TAREFAS =>
1 – No texto sobre a visita à Escola Secundária de Avelar Brotero, enumera as raparigas nomeadas à chegada e indica o país que cada uma corporiza.
2 – Continua, por favor, o texto sobre a visita à Escola Secundária de Avelar Brotero a partir da última frase apresentada.

BLOCO DE TEXTO =>
2014-01-31

Da luz da Avelar Brotero às asas do Pessoa


1884.
1884 é da minha vida porque é o ano de nascimento deste meu bisavô.
1884 é da minha vida porque é a data de fundação e o nome do livro com que dezenas de alunos me comoveram na Xico d'Holanda.
1884 é o ano de fundação do Estabelecimento Prisional de Coimbra, onde hoje estive eu e agora está outro Pessoa, que já teria chegado a este parágrafo montado em números cabalísticos.
1884 é da minha vida porque também é a data da fundação da Escola Secundária de Avelar Brotero, em Coimbra - Félix de Avelar Brotero, o grande botânico português cuja primeira publicação, em 1793, é o curioso "Princípios de Agricultura Filosófica" -,  escola onde, no dia 30 de Janeiro do ano da graça de 2014, recebi a luz coada pelas vidraças da bilblioteca e pelo sorriso e empenho das professoras Carla e Isabel e pelo entusiasmo controlado, mas eficiente, de duas corajosas turmas.

À chegada tinha a Ucrânia, a Rússia e o Uzbeqistão corporizados por três belas meninas chamadas, respectivamente, Oleksandra, Ksenia e Sasha (Shahrobonu), que, tendo Portugal como casa, estão a tentar reforçar o seu português. Eu é que aprendi. Aprendi que o agá, em uzbeque, se lê como em hebraico, com o céu da boca, e mostrei a capa d'"A manhã do mundo" em Macedónio, pelo menos para que todas pudessem reconhecer o seu alfabeto, o cirílico, porque o meu nome, Педро Гиљерме-Мореира, escreve-se da mesma forma em todos os lados do cirílico.
Nesta altura já a responsabilidade da luz deixara de ser apenas das vidraças para se virar para as pessoas. Foram as primeiras três dedicatórias.
Havia uma exposição muito bonita sobre "A manhã do mundo" - excertos em fotografias, alguns pedaços de prosa de que me esquecera. Um sobre a beleza da morte, a morte azul. Vieram as turmas e a Rafaela começou por aí. Eu não me poupei aos detalhes e aos passos que me levaram lá. Voltei a entrar nas torres imortais. O Bruno, coitado, tinha a cabeça tapada pelo projector, com o Ângelo voltámos à morte azul, a Joana leu a primeira parte da senda que leva Teresa a quase descobrir o corpo em queda, a Ana falou do momento da morte dos saltadores, o André trouxe-me de volta o meu amigo o Solomon.

MATERIAL FORNECIDO =>
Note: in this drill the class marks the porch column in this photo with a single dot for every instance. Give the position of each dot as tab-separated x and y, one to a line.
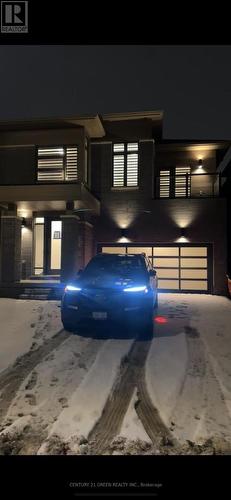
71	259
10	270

--

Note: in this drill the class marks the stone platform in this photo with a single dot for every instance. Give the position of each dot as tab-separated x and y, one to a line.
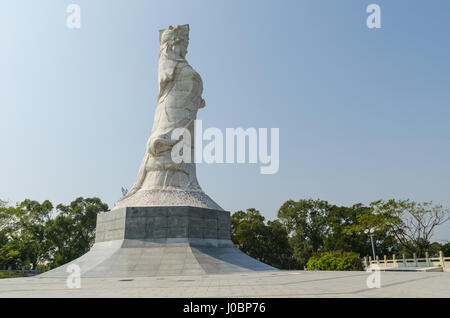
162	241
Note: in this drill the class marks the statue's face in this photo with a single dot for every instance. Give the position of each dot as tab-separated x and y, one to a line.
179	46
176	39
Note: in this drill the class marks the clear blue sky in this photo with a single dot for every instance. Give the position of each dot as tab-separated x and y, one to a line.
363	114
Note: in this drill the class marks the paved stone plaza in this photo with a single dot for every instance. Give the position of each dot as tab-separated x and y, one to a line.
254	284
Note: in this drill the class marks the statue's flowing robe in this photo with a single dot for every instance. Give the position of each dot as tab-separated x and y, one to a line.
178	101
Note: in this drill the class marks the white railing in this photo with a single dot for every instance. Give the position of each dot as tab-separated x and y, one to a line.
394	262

RESPOSTAS ÀS TAREFAS =>
1 –
Oleksandra: Ucrânia
Ksenia: Rússia
Sasha (Shahrobonu): Uzbeqistão

2 –
Nessa altura perguntei o nome à Margarida. Margarida, ela disse. A ideia era explicar aqui que há sempre um centro, uma cara a receber a maior parte das nossas resposta no público, e ela teve hoje esse papel, o centro do público para o qual eu falava. Minutos depois percebi que talvez houvesse um fundamento: a Meggy fora o 1º prémo do concurso de leitura. O André, que me trouxera o Solomon e tinha um ar-de-deixa-me-estar-quieto-no-meu-canto, foi o 2º, a Telma o 3º. Ainda vieram a inês, a Rita - com a segunda parte da "Criação e Adão" -  e um André-espantado com a expressão mais deliciosa da plateia. A inês era vibrante e fez-nos sorrir várias vezes, porque, sentindo a sessão a esvair-se, saltava na cadeira para que percebêssemos que não se ia dali sem dizer ao que viera. E não foi, e disse, e fez aliás parte da turma que ficou para lá da ordem do dia, e eu deixei a mesa e fui-me sentar no meio deles.

A Micaela - o caso especial. O tipo de caso que eu não perderia por nada, que eu temo tantas vezes poder ficar nas cordas, não dar o passo em frente por timidez, por pudor, por sentir que não pertence ou não tem lugar. O livro marcado de forma meticulosa, o livro lido, passagens que marcaram, despedidas. A primeira que a Micaela leu - a da mãe que se despede do filho pequenino - pareceu comovê-la particularmente, mas tudo na Micaela, o mapa gestual, o sorriso humilde, a candura, essa vergonha bonita de se expôr, gritava leitora exemplar. Escritora exemplar. Por baixo d'"A manhã do mundo" tinha (posso dizer, Micaela?) "O Boneco de Neve", de Jo Nesbo, que algumas vezes nos serviu de refúgio durante a conversa.

E no ar aquele perturbante sentido do "Dream on girl" para o drama de Alice no livro.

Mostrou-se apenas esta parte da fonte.